» **Exercise requirements**: Print word for word the part of the records below that opens with the line containing "of the train" and closes with the last line of the records, both ends included. Give only those lines.
>> Begin
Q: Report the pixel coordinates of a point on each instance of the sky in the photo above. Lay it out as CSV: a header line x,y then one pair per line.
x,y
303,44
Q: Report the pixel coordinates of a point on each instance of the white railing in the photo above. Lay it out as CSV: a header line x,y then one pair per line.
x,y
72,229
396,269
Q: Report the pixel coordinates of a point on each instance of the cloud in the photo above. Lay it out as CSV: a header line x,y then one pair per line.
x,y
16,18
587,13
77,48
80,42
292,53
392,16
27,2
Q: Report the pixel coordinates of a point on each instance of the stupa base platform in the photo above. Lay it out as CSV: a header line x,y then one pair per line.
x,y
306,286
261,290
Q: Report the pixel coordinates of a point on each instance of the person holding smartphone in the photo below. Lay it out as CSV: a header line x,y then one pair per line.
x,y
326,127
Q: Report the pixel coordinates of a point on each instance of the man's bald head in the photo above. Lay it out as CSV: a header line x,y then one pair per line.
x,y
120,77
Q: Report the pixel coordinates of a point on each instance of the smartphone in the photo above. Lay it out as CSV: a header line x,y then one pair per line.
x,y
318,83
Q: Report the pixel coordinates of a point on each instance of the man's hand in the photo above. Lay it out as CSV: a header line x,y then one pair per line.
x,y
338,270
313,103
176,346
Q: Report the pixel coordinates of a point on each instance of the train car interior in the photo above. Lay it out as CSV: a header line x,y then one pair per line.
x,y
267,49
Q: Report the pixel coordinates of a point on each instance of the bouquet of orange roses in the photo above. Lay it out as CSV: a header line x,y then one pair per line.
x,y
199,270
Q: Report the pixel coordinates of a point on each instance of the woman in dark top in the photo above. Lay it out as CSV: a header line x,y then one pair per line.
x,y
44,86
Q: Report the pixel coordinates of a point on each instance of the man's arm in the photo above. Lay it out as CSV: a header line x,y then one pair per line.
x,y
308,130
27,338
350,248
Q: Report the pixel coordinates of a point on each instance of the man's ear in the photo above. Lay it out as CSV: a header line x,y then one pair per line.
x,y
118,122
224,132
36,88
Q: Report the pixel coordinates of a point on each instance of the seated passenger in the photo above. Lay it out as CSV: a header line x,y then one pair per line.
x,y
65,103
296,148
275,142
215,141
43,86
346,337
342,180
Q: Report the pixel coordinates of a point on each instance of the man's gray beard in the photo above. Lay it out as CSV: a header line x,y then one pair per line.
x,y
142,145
>> End
» **Solved problem**:
Q: Report the pixel coordinates of a point on each instance of the train car interior in the photo above. Lay it out as CSV: a header line x,y then one pair per line.
x,y
267,49
Q: Report the pixel coordinates of a point on each instance of the bouquet of orange roses in the photo above. Lay it out as CSV: a header line x,y then one pair per line.
x,y
199,270
Q: Report the pixel coordinates of a point on each instance of the woman in dark top in the photo above. Lay it out as CSV: a header line x,y then one pair per line.
x,y
44,86
Q: Report the pixel coordinates of a point on each instance of the man's arm in the photo above. Lay it out as CSV: a header line x,y then one pair per line.
x,y
308,130
27,338
350,248
Q: Report the pixel coordinates of a point on each instance of the man's ear in the photo above. Lay it out as CSV: a header line x,y then one pair per line.
x,y
118,122
224,132
36,88
Q: Report the pixel coordinates of a point on each instance of the seated passenger in the photo above. Lay it out as CSV: a header line x,y then one pair per line.
x,y
65,103
296,148
275,142
215,141
43,86
346,337
342,180
Q: Report the pixel coordinates of a point on each instance of the man's gray beard in the photo above. Lay it out as CSV: a header line x,y then one pair per line.
x,y
142,145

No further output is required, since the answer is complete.